• Texto para leitura
┏━━

Ainda segundo o professor da LMU, a tendência é de crescimento de postos que exigem baixa capacitação e pagam pouco, bem como os de alta capacitação e altos salários. Aqueles de nível intermediário tendem a diminuir, o que pode levar a uma sociedade mais desigual.
“Não devemos nunca esquecer nessas discussões que o trem está se movendo, quer a gente queira ou não. Isso está acontecendo. Creio que a questão é: queremos ou não fazer parte do processo e nos beneficiar com a mudança? É preciso agir para não perder empregos e sim nos valermos dos novos postos que estão surgindo”, afirmou Dieter Rombach, da Fraunhofer Institute for Experimental Software Engineering (IESE).
Segundo Rombach, todos os objetos ganham uma vida digital no smart ecosystem, produzem dados por meio de observação com sensores, guardam uma história que possibilita fazer previsões, são influenciados pelos dados e se adaptam. É a chamada Internet of Things (IoT).
Isso traz mudanças em todos os aspectos sociais. As oportunidades incluem os novos postos de trabalho que surgem com base em novos modelos de negócios; a superação de desafios demográficos relacionados a serviços de saúde, ensino e outros aspectos da vida; e a otimização de recursos naturais por meio de economias compartilhadas. Já os riscos estão principalmente associados a aspectos de segurança e privacidade dos dados.
“A chave para o sucesso está no fortalecimento da capacidade de engenharia de softwares e sistemas”, avaliou Rombach.

┗━━

• Seção de dados
┏━━

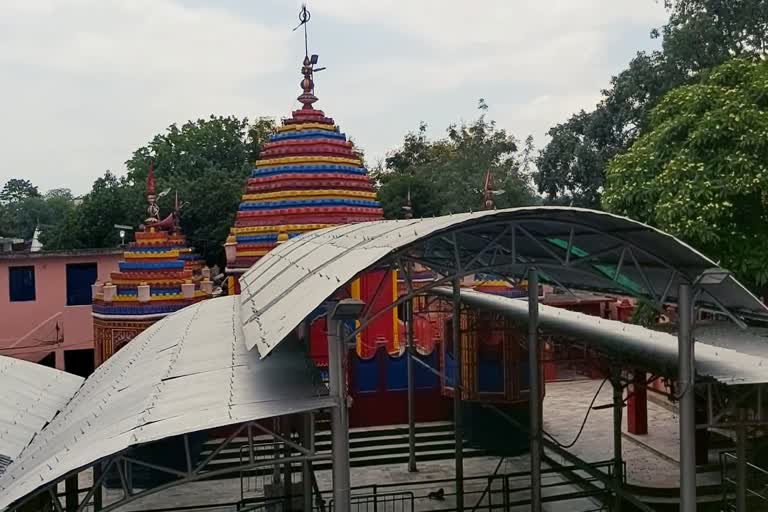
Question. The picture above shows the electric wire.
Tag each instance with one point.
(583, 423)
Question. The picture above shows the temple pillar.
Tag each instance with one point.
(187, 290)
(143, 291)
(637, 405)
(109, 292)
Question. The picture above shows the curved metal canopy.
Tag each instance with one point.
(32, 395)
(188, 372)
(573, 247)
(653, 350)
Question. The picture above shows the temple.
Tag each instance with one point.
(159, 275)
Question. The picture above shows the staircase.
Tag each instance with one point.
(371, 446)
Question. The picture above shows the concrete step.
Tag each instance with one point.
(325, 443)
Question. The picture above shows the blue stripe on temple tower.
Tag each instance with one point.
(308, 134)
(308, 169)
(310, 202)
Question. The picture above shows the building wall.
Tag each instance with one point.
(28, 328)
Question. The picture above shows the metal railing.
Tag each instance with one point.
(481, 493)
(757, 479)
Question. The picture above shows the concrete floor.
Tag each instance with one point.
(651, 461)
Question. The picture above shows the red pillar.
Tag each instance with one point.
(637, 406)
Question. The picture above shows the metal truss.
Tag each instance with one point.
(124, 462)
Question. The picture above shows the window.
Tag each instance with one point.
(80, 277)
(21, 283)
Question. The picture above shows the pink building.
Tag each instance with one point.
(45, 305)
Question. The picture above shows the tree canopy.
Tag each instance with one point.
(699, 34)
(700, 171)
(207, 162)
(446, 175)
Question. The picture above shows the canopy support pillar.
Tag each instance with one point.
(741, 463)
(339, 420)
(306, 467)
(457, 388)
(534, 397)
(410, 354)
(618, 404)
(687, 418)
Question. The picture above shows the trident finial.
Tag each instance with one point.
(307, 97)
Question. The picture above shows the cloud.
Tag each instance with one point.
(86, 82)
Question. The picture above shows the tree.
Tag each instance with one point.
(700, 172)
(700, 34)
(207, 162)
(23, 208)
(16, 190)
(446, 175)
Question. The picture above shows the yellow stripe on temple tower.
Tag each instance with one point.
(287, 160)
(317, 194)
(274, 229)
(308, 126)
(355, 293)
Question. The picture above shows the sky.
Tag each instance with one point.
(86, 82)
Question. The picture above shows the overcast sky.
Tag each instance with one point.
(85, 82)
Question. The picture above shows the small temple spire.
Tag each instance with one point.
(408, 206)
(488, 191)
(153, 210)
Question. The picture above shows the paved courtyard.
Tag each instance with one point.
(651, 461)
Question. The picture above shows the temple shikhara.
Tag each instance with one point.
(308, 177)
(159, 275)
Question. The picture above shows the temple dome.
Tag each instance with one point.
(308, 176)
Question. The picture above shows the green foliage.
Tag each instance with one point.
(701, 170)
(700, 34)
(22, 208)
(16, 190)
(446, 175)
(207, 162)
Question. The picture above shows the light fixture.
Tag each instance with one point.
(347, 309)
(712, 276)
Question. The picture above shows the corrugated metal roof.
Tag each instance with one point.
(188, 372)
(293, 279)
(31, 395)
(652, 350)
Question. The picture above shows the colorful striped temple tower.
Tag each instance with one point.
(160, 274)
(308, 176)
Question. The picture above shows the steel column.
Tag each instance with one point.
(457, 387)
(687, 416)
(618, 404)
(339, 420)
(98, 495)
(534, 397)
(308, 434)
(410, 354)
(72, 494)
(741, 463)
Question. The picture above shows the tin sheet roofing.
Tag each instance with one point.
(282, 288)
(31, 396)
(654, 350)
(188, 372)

┗━━
┏━━

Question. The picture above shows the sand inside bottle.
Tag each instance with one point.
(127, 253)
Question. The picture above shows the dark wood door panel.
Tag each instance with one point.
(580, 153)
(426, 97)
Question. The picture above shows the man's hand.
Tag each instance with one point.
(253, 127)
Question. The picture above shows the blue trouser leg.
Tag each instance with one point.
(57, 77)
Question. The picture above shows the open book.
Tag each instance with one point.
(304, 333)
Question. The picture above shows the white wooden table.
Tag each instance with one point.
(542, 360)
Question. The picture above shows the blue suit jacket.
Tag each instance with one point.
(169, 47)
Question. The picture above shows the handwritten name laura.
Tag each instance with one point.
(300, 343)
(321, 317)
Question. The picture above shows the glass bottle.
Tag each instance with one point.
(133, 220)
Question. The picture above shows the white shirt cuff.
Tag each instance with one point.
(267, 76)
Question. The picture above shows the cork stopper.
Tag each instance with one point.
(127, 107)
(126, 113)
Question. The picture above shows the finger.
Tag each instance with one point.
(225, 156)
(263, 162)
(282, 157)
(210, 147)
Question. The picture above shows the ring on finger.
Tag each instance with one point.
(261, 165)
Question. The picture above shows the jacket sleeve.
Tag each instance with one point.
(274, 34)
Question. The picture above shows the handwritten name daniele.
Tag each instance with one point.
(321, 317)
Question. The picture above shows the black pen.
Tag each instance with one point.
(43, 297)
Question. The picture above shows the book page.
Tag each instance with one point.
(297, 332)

┗━━
┏━━

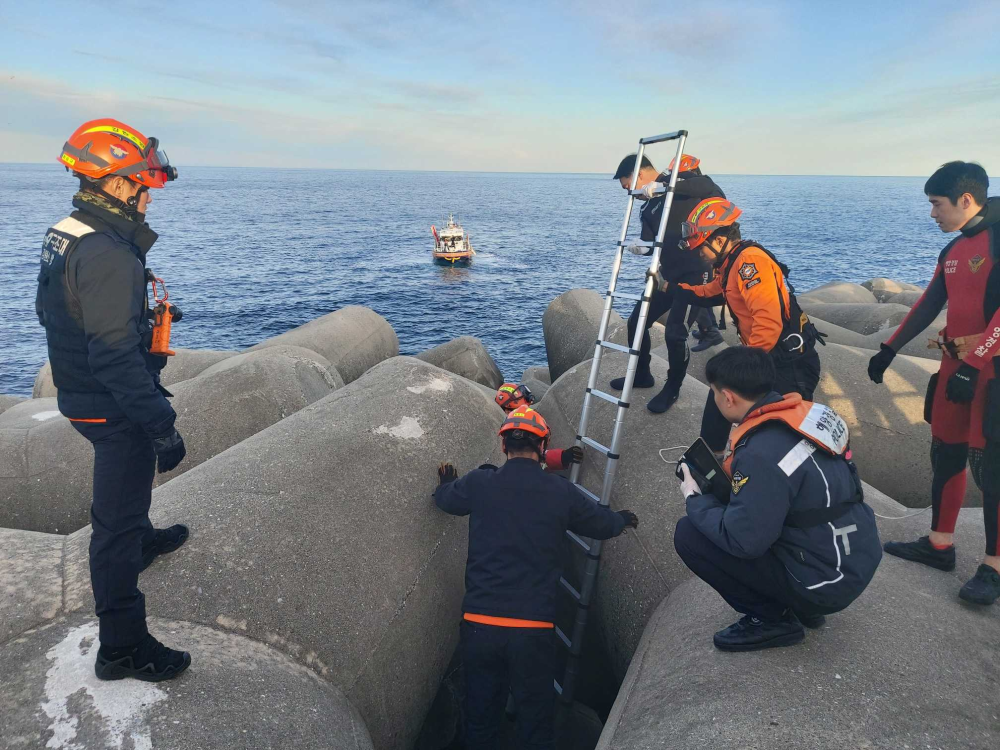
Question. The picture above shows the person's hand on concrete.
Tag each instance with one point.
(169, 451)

┗━━

• Exercícios a resolver
1. No texto sobre tecnologia e emprego, a qual instituição está ligado Dieter Rombach?
2. Transcreva do texto sobre tecnologia e emprego o trecho entre “Segundo Rombach, todos” e “of Things (IoT).”, inclusive.
3. Escreva a continuação do texto sobre tecnologia e emprego a partir do ponto em que ele termina.

• Respostas dos exercícios
1. Fraunhofer Institute for Experimental Software Engineering (IESE).

2.
Segundo Rombach, todos os objetos ganham uma vida digital no smart ecosystem, produzem dados por meio de observação com sensores, guardam uma história que possibilita fazer previsões, são influenciados pelos dados e se adaptam. É a chamada Internet of Things (IoT).

3.
Aspectos legais
Como lembrou o doutorando em direito constitucional pela Universidade de São Paulo (USP) Dennys Antonialli, a maior parte do big data gerado pela IoT é composta de dados pessoais, que podem ser organizados, analisados e usados, com ajuda de algoritmos, para influenciar de forma invisível processos decisórios, como o aluguel de um imóvel ou a contratação de um funcionário ou de um serviço.
“São dados sobre você que podem ajudar empresas ou indivíduos a prever coisas sobre você e essas previsões podem ser imprevisíveis. Podem até mesmo gerar uma discriminação que é invisível. Como controlar o que não vemos e não entendemos?”, disse Antonialli
Segundo Antonialli, enquanto a União Europeia adotou uma legislação rígida para proteger a privacidade de dados pessoais, os Estados Unidos acreditam que a liberdade no compartilhamento de dados favorece a inovação e o lucro das empresas. No Brasil, há projetos de lei sobre o tema em discussão no Congresso Nacional, tendendo mais para o modelo europeu.
Para o professor da Faculdade de Direito da USP Juliano Souza de Albuquerque Maranhão, os conflitos relacionados com o mundo digital não vão exigir apenas a criação de um novo campo jurídico, mas de uma profunda mudança no entendimento do que é o Direito.
O evento ainda contou com a participação de Hans-Joachin Hof, da Munich University of Applied Sciences, que falou das limitações e desafios de softwares voltados à proteção da privacidade das informações. E de José Molin, professor da Escola Superior de Agricultura Luiz de Queiroz (ESALQ-USP), que abordou o tema agricultura de precisão.
Fernando Martins, executivo da Intel no Brasil, tratou do impacto sobre o desenvolvimento econômico promovido pelo aumento exponencial da capacidade de processamento e armazenamento de dados dos dispositivos eletrônicos, que vem acompanhado de uma redução significativa de custos.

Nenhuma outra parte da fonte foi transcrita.